## VORGEGEBENER TEXT
4. Inhaltliche Momente der Lebensweihe
Vom Evangelium her wurden oben (unter 2,2) die inhaltlich konstitutiven Elemente bereits angegeben. Die Unveränderlichkeit dieser Elemente schließt eine große Variabilität der Akzentgebungen nicht aus. Dabei lässt sich theologisch unterscheiden:
1) Eine Diversifizierung gemäß den verschiedenen von Christus seinen Nachfolgern zugewiesenen Charismen, die als solche auch je besondere Partizipationen an einem besonderen Mysterium seiner Existenz sein können, natürlich immer im Rahmen des Gesamtmysteriums, woran jeder Christ teilhat. Unter diesem theologischen Gesichtspunkt lässt sich ein großer Teil der historisch gewordenen Gestaltungen des Nachfolgelebens betrachten: sie werden durch ihre geschichtliche Abfolge nicht relativiert, sondern behalten ihren Stellenwert in Beziehung auf das Gesamtmysterium des Herrn.
2) Trotzdem lässt sich eine gewisse Entwicklung vom Impliziten zum Expliziten betreffs der «drei evangelischen Räte» nicht rückgängig machen. Sie treten in der theologischen Reflexion als die beherrschenden inhaltlichen Momente immer klarer heraus. Sofern aber in den frühchristlichen Formen der Lebensweihe implizit alles Wesentliche schon eingeschlossen war, lässt sich höchstens von einem theoretischen, nicht von einem existentiellen Fortschritt reden. Dass die «vita religiosa» in ihrer historischen Ausgestaltung das analogatum princeps für die inhaltliche Darstellung des Nachfolgelebens sei, lässt sich theologisch nicht erweisen, auch Säkularinstitute können dieses Leben ebenso genuin verkörpern. Anderseits werden diese nicht hinter das bezüglich der «evangelischen Räte» theologisch Verdeutlichte zurückgehen können.

## BEREITGESTELLTE DATEN
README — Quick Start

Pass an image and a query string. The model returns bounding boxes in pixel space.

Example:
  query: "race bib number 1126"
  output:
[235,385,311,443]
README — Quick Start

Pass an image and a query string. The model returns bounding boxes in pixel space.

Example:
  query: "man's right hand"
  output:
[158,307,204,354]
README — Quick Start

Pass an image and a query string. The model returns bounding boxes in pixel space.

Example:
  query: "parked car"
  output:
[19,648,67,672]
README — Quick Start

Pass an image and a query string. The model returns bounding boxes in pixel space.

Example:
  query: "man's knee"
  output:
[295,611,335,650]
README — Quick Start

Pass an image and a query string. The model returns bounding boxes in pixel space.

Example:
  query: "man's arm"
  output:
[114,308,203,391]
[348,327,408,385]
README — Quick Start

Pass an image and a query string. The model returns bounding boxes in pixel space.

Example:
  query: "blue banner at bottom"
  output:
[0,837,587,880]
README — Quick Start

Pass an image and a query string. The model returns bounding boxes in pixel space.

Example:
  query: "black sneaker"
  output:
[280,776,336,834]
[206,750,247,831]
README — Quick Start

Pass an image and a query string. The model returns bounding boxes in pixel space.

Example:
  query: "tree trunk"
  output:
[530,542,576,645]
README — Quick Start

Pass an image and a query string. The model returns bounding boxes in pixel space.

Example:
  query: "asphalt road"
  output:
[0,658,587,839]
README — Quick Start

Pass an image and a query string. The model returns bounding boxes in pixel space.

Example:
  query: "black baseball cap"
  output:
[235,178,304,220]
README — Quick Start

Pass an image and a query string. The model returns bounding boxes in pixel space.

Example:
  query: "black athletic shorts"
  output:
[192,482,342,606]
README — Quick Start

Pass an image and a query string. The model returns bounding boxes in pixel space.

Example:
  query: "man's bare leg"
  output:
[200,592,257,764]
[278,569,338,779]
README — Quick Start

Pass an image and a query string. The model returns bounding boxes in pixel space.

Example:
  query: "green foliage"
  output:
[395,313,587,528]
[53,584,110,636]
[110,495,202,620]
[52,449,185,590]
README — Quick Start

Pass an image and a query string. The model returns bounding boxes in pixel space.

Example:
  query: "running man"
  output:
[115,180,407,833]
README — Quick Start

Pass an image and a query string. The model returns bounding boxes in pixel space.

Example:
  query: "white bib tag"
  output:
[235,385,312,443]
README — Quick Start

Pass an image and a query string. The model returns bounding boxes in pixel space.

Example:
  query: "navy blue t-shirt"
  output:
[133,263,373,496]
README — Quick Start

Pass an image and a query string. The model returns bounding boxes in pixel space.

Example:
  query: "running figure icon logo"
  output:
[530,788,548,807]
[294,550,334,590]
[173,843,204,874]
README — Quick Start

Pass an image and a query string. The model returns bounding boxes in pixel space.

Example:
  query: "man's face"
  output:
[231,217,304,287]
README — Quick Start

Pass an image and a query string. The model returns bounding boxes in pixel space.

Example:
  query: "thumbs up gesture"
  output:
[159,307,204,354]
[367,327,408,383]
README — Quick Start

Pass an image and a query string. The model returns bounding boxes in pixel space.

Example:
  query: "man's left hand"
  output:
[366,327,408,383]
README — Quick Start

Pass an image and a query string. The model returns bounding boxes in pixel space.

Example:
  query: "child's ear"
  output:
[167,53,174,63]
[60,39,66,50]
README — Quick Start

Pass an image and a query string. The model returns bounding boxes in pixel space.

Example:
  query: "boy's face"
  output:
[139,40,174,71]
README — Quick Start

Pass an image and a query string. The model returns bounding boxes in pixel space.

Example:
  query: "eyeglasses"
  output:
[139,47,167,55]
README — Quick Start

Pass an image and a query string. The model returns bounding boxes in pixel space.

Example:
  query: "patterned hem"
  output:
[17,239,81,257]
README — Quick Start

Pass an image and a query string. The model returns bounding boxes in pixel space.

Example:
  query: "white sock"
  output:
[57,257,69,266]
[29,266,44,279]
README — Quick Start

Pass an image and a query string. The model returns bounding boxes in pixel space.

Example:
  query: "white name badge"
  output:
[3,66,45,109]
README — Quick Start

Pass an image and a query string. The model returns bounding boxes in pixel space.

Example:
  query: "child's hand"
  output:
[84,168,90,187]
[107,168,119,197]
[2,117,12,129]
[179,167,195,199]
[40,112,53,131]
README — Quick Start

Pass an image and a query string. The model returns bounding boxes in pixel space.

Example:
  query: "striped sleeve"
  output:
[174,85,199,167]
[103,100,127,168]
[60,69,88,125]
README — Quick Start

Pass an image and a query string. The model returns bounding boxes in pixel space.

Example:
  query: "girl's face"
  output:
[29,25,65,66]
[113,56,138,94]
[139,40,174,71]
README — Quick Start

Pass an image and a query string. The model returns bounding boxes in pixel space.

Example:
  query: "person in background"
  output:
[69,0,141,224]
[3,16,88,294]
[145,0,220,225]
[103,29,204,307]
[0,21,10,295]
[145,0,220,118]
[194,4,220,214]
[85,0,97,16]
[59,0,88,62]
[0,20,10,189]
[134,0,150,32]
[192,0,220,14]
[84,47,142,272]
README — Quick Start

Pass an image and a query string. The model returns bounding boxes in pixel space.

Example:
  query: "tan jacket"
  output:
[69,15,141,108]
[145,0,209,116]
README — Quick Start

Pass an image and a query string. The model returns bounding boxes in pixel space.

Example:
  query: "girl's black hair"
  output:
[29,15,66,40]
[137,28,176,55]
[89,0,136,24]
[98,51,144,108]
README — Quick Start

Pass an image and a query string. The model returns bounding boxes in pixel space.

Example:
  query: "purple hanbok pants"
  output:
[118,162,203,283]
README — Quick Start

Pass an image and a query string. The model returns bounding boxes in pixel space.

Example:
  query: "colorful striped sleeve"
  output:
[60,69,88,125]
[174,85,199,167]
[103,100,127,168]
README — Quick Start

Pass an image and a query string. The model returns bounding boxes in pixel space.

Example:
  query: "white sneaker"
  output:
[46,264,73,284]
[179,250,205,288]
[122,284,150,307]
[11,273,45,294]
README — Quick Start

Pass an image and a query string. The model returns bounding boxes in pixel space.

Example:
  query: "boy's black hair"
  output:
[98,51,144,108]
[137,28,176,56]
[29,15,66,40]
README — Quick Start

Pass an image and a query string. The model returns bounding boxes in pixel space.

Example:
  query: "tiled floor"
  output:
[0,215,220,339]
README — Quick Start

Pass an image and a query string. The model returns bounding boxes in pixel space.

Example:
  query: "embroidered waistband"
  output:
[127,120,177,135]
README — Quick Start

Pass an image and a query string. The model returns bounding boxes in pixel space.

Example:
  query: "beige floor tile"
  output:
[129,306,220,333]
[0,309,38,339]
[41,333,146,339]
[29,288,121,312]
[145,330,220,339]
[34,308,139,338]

## GESTELLTE AUFGABE
Gib bitte einen Teil des Textes über die Lebensweihe wörtlich wieder. Setze bei den Worten mit „2) Trotzdem lässt“ ein und höre nach „Verdeutlichte zurückgehen können.“ auf.

## ERLEDIGTE AUFGABE
2) Trotzdem lässt sich eine gewisse Entwicklung vom Impliziten zum Expliziten betreffs der «drei evangelischen Räte» nicht rückgängig machen. Sie treten in der theologischen Reflexion als die beherrschenden inhaltlichen Momente immer klarer heraus. Sofern aber in den frühchristlichen Formen der Lebensweihe implizit alles Wesentliche schon eingeschlossen war, lässt sich höchstens von einem theoretischen, nicht von einem existentiellen Fortschritt reden. Dass die «vita religiosa» in ihrer historischen Ausgestaltung das analogatum princeps für die inhaltliche Darstellung des Nachfolgelebens sei, lässt sich theologisch nicht erweisen, auch Säkularinstitute können dieses Leben ebenso genuin verkörpern. Anderseits werden diese nicht hinter das bezüglich der «evangelischen Räte» theologisch Verdeutlichte zurückgehen können.